• _What the task requires_:
All lines from the one with "the metal hoop" to the end need to be copied exactly, with nothing before them.

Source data

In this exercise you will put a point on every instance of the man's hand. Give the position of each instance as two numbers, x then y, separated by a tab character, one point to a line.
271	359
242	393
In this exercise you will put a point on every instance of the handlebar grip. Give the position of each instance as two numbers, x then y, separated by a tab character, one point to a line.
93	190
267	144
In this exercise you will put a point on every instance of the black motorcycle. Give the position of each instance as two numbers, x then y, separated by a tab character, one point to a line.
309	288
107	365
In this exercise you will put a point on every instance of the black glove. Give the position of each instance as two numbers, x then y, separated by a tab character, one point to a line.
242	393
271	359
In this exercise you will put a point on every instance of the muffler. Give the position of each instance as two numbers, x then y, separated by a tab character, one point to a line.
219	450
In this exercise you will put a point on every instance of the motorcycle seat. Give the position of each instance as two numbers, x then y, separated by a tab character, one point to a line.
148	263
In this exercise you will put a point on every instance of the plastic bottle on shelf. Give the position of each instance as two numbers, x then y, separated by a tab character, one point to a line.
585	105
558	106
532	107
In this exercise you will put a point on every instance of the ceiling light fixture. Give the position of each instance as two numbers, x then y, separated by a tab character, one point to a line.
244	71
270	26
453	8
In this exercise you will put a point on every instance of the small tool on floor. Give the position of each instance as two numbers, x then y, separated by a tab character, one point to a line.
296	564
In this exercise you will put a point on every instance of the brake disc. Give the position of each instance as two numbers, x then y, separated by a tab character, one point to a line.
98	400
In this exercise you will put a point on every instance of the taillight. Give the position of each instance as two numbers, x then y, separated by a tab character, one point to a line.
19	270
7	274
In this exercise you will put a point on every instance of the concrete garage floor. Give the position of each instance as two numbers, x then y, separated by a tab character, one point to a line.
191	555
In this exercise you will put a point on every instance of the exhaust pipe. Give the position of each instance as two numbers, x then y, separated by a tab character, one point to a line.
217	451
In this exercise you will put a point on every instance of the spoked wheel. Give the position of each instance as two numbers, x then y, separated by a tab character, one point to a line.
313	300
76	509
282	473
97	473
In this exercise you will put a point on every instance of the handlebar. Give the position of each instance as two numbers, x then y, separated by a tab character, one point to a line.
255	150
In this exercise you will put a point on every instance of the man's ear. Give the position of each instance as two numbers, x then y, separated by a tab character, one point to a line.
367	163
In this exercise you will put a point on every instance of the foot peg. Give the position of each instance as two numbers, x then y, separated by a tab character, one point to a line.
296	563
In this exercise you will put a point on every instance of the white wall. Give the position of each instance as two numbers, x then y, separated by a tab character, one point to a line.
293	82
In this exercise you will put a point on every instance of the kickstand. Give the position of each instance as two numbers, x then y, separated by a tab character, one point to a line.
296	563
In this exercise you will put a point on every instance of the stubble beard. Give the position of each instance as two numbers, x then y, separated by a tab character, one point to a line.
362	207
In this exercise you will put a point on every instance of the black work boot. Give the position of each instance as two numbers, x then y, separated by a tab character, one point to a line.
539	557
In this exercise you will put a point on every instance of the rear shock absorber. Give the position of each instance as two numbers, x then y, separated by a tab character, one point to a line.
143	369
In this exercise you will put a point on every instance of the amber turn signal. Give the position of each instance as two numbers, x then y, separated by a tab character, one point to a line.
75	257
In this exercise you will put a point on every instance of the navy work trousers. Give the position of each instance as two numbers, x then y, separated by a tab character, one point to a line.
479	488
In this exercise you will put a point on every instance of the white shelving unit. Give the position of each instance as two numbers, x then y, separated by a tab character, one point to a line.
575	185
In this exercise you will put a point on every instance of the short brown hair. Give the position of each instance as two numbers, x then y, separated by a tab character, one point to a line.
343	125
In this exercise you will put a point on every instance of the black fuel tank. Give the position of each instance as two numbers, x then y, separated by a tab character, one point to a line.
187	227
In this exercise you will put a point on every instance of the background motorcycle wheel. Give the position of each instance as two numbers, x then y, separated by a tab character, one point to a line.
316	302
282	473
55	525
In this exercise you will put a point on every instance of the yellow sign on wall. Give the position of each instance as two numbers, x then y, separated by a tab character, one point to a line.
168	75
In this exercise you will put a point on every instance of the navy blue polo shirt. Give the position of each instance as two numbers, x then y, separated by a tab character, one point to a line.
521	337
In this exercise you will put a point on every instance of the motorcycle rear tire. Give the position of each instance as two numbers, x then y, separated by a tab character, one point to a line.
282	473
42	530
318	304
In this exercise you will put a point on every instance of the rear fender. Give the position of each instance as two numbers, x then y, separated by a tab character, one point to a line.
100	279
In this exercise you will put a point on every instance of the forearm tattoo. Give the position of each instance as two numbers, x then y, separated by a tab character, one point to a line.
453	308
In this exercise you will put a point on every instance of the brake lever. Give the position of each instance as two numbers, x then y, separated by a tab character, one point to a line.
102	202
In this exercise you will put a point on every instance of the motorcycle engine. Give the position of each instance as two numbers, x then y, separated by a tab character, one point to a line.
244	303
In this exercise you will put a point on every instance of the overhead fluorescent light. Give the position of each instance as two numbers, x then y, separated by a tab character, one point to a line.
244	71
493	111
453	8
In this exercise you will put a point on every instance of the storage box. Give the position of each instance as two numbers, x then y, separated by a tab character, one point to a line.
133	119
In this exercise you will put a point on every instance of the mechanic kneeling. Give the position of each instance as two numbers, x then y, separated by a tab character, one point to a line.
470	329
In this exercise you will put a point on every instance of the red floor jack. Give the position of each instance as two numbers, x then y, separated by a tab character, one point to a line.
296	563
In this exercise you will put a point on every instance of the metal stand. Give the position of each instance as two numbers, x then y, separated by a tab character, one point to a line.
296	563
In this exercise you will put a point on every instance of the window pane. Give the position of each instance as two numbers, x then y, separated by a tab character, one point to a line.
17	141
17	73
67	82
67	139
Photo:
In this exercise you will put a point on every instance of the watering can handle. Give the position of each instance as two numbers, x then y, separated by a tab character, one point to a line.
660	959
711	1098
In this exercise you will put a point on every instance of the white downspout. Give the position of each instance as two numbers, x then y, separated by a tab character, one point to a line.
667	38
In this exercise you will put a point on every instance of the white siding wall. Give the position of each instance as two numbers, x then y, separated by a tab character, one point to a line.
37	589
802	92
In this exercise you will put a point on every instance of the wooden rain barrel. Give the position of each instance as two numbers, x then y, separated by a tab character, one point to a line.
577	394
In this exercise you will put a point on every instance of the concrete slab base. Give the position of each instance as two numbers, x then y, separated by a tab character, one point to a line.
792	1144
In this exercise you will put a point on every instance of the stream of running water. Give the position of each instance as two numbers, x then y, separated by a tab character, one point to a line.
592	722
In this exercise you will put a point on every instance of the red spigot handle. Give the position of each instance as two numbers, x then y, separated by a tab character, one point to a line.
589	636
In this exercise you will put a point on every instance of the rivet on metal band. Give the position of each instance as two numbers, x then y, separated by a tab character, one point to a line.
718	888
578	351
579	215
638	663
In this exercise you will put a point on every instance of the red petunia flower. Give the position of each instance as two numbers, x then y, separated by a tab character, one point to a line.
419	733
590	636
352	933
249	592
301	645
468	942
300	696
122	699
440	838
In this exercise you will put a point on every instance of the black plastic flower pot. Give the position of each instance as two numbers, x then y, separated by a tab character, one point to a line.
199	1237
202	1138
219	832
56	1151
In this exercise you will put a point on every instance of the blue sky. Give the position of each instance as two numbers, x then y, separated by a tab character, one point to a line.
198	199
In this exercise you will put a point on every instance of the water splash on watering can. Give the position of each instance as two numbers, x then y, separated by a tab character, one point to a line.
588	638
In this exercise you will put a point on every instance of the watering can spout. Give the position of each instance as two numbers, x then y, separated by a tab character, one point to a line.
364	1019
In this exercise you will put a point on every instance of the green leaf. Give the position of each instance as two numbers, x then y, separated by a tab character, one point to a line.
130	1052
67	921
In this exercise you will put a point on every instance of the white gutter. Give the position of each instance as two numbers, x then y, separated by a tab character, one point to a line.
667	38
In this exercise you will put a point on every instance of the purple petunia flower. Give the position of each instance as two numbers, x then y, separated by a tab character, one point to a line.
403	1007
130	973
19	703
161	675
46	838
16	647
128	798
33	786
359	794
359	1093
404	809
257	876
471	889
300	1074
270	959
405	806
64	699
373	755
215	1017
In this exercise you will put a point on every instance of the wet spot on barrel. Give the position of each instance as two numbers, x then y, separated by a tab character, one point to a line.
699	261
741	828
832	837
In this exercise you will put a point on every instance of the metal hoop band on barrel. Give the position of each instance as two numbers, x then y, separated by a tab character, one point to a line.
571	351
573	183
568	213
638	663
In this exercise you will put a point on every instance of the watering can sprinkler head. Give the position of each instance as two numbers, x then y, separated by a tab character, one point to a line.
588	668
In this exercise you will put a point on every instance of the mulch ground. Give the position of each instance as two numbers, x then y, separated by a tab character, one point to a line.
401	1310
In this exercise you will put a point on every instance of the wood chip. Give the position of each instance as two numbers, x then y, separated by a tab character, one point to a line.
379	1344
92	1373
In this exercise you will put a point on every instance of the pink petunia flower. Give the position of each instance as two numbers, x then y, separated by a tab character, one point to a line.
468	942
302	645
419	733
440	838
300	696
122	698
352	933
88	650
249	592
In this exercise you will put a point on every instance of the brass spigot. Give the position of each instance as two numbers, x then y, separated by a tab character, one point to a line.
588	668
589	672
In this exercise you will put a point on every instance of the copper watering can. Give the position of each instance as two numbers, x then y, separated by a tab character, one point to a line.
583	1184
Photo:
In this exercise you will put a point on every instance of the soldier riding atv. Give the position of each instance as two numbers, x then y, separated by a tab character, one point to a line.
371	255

• _Worked answer_:
In this exercise you will put a point on every instance of the metal hoop band on barrel. Give the position of each instance as two numbers, x then y, separated by a tab character, one point to a line.
571	351
573	183
568	213
638	663
In this exercise you will put a point on every instance of the watering can sprinkler head. Give the position of each instance as two numbers, x then y, separated by a tab character, one point to a line.
588	668
In this exercise you will put a point on every instance of the mulch ground. Give the position of each instance as two numbers, x then y, separated by a tab character, one point to a line.
401	1310
In this exercise you will put a point on every instance of the wood chip. Give the position of each instance as two numbers, x then y, separated by a tab character, one point to a line.
379	1344
92	1373
In this exercise you will put a point on every instance of the pink petunia flower. Give the position of each instance as two numbers, x then y, separated by a tab character, one point to a line.
468	942
302	645
419	733
440	838
300	696
122	698
352	933
88	650
249	592
In this exercise you will put a point on every instance of the brass spigot. Give the position of each instance as two numbers, x then y, separated by a tab character, one point to a line.
588	668
589	672
In this exercise you will put a point on every instance of the copper watering can. Give the position of each instance as two numbers, x then y, separated by a tab character, one point to a line.
583	1184
Photo:
In this exercise you will put a point on every instance of the soldier riding atv. Give the position of each instance as two numbers, x then y, separated by a tab character, one point to a line.
371	255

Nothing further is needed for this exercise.